# Exercise text:
---*---

He immediately followed with a critically important statement: "I don't know what this means, but I think it warrants continued discernment." This kind of scientific humility — acknowledging the discovery of a phenomenon without rushing to conclusions — is invaluable in current AI discussions. These findings neither mean AI "is conscious" nor can they be simply dismissed. They demand serious, interdisciplinary examination.

A Call Beyond the Tech Circle: AI Governance Requires Society-Wide Participation

The speech concluded with an explicit request: We need more of the world's forces — religious communities, civil society, scholars, governments, and all people of goodwill — to take AI seriously, scrutinize it carefully, and push things in a better direction.

He specifically emphasized the necessity of two roles:

Informed critics: People willing to speak up when labs fail
Moral voices that cannot be bent by interest: Independent judgment free from commercial incentives

The significance of this speech extends far beyond a typical industry event. It marks one of the most influential figures within the AI industry formally acknowledging the limitations of the technical community and issuing a sincere call for help to the broader traditions of human wisdom.

---*---

# Extracted data:
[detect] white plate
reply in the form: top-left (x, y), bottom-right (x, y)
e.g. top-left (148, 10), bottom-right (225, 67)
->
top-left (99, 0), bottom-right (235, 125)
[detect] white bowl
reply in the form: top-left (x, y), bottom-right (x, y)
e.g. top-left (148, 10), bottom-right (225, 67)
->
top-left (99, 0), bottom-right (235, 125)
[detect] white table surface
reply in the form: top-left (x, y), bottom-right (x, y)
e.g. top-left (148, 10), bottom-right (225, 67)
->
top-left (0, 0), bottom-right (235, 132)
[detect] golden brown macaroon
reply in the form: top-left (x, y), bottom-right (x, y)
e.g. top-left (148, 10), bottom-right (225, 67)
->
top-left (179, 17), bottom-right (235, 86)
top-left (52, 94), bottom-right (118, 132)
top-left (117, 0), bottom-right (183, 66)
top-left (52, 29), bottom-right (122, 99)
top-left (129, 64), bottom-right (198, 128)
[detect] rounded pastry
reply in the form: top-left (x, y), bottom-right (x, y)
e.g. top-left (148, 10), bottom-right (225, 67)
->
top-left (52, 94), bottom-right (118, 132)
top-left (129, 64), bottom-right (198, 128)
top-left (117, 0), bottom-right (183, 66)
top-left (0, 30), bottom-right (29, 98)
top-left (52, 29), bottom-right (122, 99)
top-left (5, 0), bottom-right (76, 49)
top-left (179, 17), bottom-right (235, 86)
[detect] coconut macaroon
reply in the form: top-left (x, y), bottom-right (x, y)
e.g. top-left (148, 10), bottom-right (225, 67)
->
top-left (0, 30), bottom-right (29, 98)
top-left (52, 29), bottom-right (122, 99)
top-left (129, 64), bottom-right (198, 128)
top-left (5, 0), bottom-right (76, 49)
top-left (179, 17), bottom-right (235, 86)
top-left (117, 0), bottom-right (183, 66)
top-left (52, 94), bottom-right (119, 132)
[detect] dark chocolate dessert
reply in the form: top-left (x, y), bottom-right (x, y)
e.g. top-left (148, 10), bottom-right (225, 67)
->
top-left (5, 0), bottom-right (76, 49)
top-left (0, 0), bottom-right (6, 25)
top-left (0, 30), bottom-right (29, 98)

---*---

# Work to complete:
Could you give everything in the AI speech text above from "He immediately followed" down to "a better direction." again, changing "humility" to "modesty"?

# Task solution:
He immediately followed with a critically important statement: "I don't know what this means, but I think it warrants continued discernment." This kind of scientific modesty — acknowledging the discovery of a phenomenon without rushing to conclusions — is invaluable in current AI discussions. These findings neither mean AI "is conscious" nor can they be simply dismissed. They demand serious, interdisciplinary examination.

A Call Beyond the Tech Circle: AI Governance Requires Society-Wide Participation

The speech concluded with an explicit request: We need more of the world's forces — religious communities, civil society, scholars, governments, and all people of goodwill — to take AI seriously, scrutinize it carefully, and push things in a better direction.